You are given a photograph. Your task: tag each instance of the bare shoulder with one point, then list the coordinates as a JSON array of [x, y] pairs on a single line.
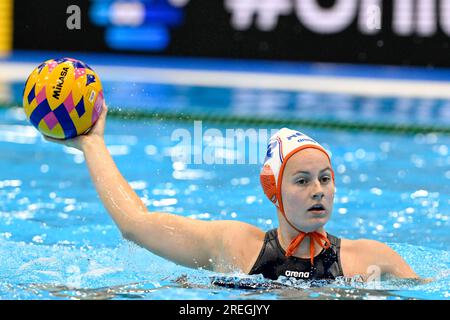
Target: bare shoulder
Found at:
[[363, 256], [240, 245]]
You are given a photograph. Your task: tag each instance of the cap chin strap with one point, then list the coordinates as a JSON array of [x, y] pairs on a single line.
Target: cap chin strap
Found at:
[[314, 236]]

_ _ _ _ _ _ _

## What is being asked
Write out the records verbatim, from the line containing "the cap chin" through the end of the records.

## Task output
You are given a photograph. Your task: tag each instance of the cap chin strap with one point, then list the coordinates as a JSON array of [x, y] pairs on a single line.
Target: cap chin strap
Found at:
[[314, 236]]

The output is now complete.